DIRECTIONS FOR THIS TASK: Copy exactly the last part of the listing below, beginning at the line that contains "Could you point to the oar handle" and including the final line.

GIVEN DATA:
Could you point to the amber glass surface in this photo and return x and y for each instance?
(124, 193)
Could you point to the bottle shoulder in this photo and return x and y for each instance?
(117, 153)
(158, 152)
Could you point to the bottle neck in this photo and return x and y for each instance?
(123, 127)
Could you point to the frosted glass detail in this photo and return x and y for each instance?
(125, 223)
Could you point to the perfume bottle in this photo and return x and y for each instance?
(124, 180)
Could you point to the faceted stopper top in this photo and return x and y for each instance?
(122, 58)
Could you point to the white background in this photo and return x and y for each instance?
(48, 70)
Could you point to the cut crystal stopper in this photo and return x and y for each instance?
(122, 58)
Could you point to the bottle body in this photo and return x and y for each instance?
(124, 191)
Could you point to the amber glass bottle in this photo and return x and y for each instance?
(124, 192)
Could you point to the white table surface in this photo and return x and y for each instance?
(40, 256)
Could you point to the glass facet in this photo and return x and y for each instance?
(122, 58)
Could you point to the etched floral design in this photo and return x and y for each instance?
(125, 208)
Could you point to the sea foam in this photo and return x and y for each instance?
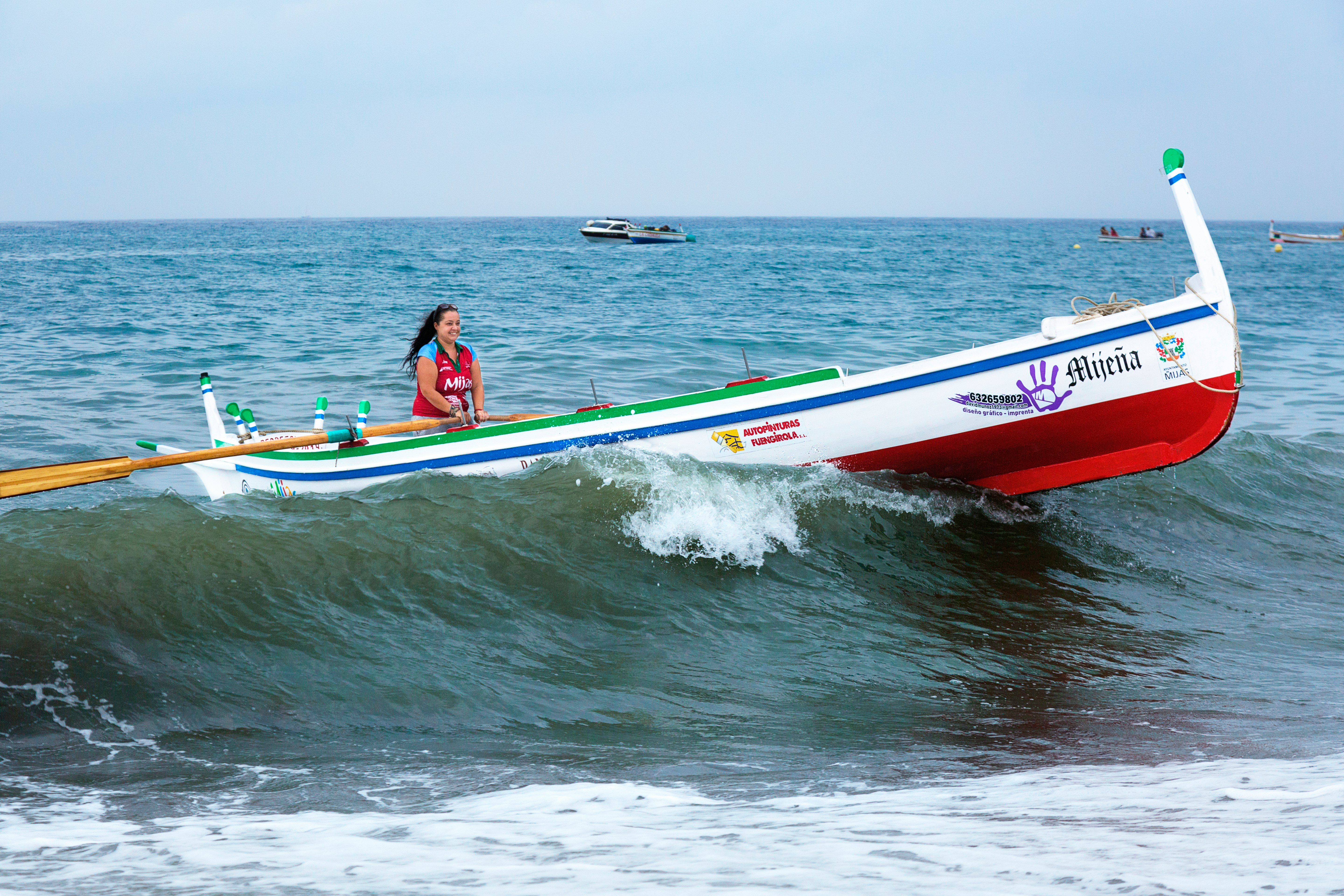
(1120, 830)
(738, 515)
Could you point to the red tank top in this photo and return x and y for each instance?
(454, 381)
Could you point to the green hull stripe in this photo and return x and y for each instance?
(565, 420)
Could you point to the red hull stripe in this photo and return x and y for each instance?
(1065, 448)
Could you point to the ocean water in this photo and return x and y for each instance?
(631, 672)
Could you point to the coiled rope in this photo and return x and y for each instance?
(1113, 307)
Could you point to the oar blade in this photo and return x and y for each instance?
(58, 476)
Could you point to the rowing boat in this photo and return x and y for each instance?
(659, 236)
(1107, 393)
(1285, 237)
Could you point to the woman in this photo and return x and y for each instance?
(445, 370)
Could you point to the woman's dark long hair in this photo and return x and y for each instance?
(425, 335)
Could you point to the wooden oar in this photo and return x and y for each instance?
(58, 476)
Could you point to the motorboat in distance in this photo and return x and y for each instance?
(1285, 237)
(663, 234)
(608, 230)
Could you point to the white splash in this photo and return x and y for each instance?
(740, 514)
(1081, 830)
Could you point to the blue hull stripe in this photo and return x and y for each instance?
(738, 417)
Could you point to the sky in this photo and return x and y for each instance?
(154, 111)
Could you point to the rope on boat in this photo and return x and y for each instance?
(1113, 307)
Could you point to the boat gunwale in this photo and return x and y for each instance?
(1103, 334)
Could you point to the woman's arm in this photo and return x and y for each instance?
(479, 393)
(427, 374)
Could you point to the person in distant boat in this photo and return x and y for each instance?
(445, 371)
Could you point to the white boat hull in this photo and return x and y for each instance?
(1077, 401)
(1034, 413)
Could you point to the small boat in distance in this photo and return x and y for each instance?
(608, 230)
(1146, 236)
(663, 234)
(1108, 392)
(1285, 237)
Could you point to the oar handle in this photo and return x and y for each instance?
(58, 476)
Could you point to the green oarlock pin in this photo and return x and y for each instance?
(1174, 159)
(238, 421)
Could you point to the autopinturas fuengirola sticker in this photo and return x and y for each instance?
(759, 436)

EXPECTED OUTPUT:
Could you point to the oar handle in this photo and return x and y for each instance?
(58, 476)
Could you point to the green oarlock pin in this photo and return x and y for each instance?
(1174, 159)
(238, 421)
Could you point to the autopinturas fuengirola sticker in this photo and return x and y for each instance?
(759, 436)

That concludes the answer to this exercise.